**PASSAGE PROVIDED:**
-----

The notion of “paradise” is revealing in itself. We use it more or less synonymously with “heaven,” but the word doesn’t actually mean that. Etymologically, a paradise is a walled garden. And in the Koran, this idea is worked through explicitly: the exact layout of the divine garden in described along with the specific plants that grow there and the kind of fountain that plays at its center. It seems that when we try really hard to imagine the best, most wonderful place that could possibly exist, a garden in some form or another irresistibly springs to mind.

Making gardens — not divine but actual, living, dirty, imperfect, and likely infiltrated by weeds — is something we’ve been doing for a very long time. And even making due allowances for human fallibility and lapses in taste and a tendency toward laziness (especially in August) and unaccountable fondness for such evil abominations as the hybrid tea rose, it can generally be said that a garden is a very good thing. A wonderful thing! And yet, pace McKibben, it is also a human creation.

So we come to the thought — seldom spoken aloud in enlightened company — that not all human impact upon the natural world is of a dire, lamentable sort. Some of our impact is positive, though it seems we lack the rhetorical talent to convince ourselves of that. We humans are more than our Biblical caricature, a ham-fisted wrecking crew laying waste to God’s green Earth. We are gardeners, too. And farmers and tree-planters and flower-breeders and all kinds of other things, some of which are 100-percent cool.

Now there is a corollary to this. If our impact upon the natural world is not altogether bad, then we probably need to find a new way of thinking about this modified world we are living in. We need to consider realistically what we are doing here and how we might do it differently, given that our extinction (though prophesied with suspicious enthusiasm for many centuries now) does not seem immediately in the offing. It’s not enough to just wring our hands and deplore the loss of wilderness, the viral spread of humanity into every habitable niche of the planet. Okay, yeah, there’s that, it’s happening. Other things are happening too. Some of what we have wrought is actually rather good. We should do more of the good stuff, I think, and less of beating ourselves up.

-----

**EXTRACTED INFORMATION:**
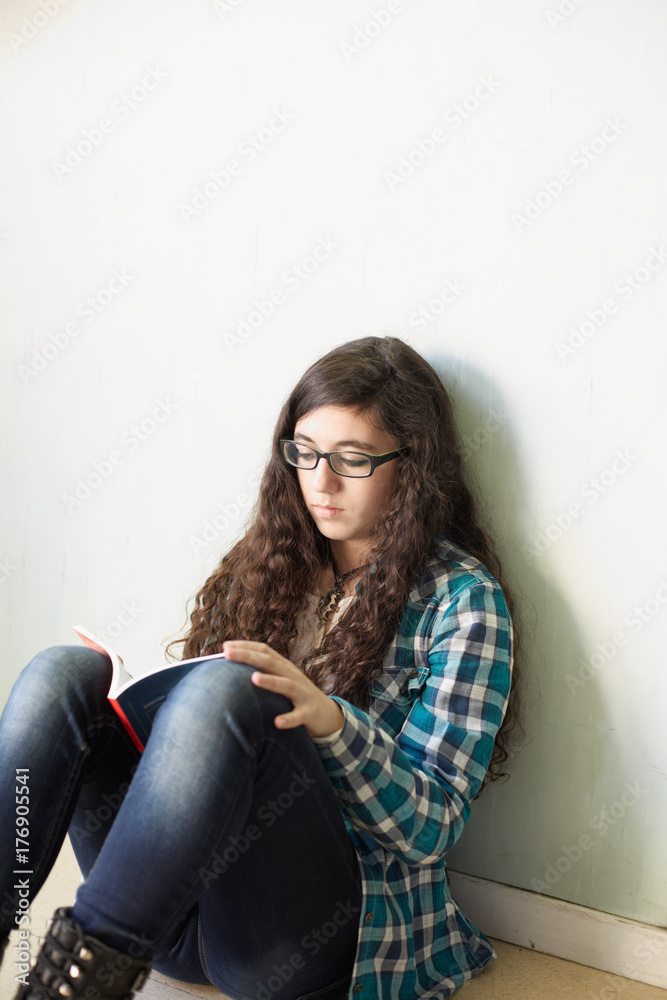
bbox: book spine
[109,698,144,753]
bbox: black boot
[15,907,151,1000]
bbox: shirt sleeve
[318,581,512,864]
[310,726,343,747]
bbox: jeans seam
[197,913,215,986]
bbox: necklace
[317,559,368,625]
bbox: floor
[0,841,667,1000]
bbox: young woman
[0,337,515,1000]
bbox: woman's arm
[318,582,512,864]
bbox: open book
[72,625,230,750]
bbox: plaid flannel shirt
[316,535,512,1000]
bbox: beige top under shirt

-----

**PROBLEM DETAILS:** From the passage about gardens, write down the words beginning at "So we come to" and stopping after "are 100-percent cool.". Draw only on the passage about gardens to complete this work.

**SOLUTION:**
So we come to the thought — seldom spoken aloud in enlightened company — that not all human impact upon the natural world is of a dire, lamentable sort. Some of our impact is positive, though it seems we lack the rhetorical talent to convince ourselves of that. We humans are more than our Biblical caricature, a ham-fisted wrecking crew laying waste to God’s green Earth. We are gardeners, too. And farmers and tree-planters and flower-breeders and all kinds of other things, some of which are 100-percent cool.